Stated exercise
Put the lines below, from the one containing "Expected: for the metal" down to the one containing "Expected: for the locomotive", into a Markdown table with the columns Row and Line, leaving out blank lines.

[Excerpts from point annotation data]
..........
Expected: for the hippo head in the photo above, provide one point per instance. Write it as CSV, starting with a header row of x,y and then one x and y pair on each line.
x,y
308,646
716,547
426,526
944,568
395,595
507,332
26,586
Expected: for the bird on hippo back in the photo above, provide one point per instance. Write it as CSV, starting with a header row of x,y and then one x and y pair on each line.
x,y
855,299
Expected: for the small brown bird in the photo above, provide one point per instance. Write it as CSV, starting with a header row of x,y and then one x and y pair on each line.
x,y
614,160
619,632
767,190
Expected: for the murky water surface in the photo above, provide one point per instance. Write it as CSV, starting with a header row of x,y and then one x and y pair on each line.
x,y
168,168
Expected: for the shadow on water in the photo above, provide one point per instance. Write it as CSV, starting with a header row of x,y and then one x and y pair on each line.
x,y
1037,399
..........
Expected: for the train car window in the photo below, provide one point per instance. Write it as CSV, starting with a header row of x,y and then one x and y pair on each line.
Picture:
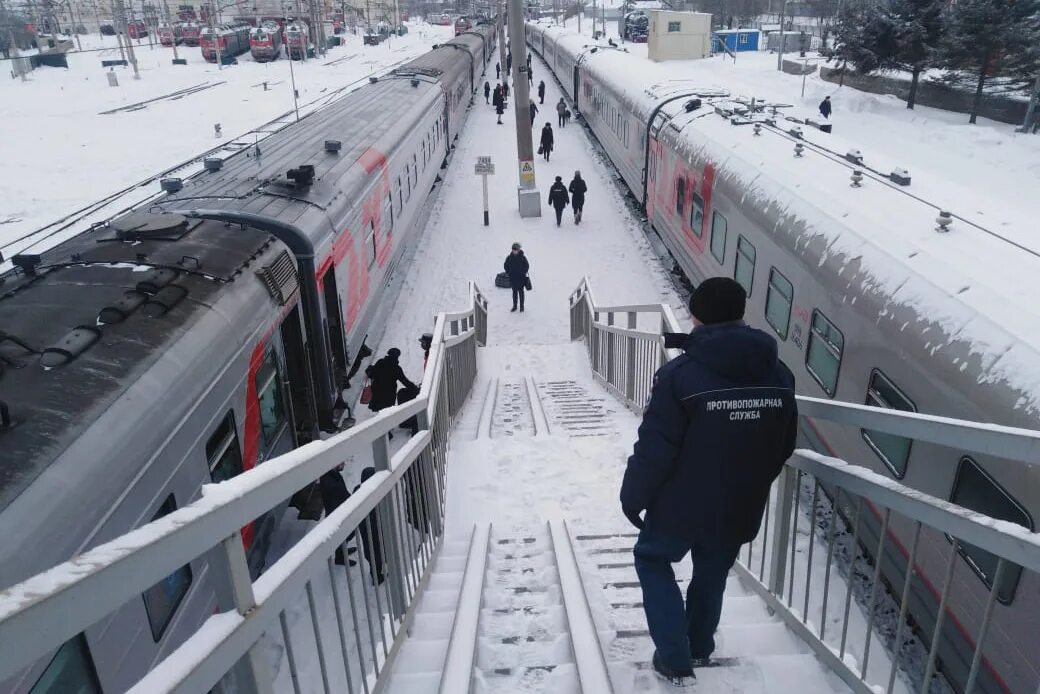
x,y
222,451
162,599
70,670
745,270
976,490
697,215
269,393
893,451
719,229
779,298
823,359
..........
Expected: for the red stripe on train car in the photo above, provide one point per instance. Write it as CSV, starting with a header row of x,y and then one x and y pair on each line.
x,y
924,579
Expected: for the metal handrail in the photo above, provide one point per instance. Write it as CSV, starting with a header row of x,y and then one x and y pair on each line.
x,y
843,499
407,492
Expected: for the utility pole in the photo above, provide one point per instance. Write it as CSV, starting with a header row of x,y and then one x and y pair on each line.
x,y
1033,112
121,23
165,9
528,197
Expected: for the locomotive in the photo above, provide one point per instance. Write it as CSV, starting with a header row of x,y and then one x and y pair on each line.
..........
Output
| Row | Line |
|---|---|
| 1 | Expected: for the metal handrail in the photo above, provide one point per instance. Write it as CSV, starting with a header row of x,y and then one x and y pair on each line. |
| 2 | x,y |
| 3 | 843,499 |
| 4 | 407,492 |
| 5 | Expected: for the utility pole in the photo above, provide one point per instance. Write it as CSV, starting with a header row of x,y and then one x and y pair on each line. |
| 6 | x,y |
| 7 | 1033,112 |
| 8 | 121,23 |
| 9 | 165,9 |
| 10 | 528,197 |
| 11 | Expected: for the locomotive in the photo above, provide one point per instance. Write it as CSV, starting with a header row of x,y and then one x and y pair on each line. |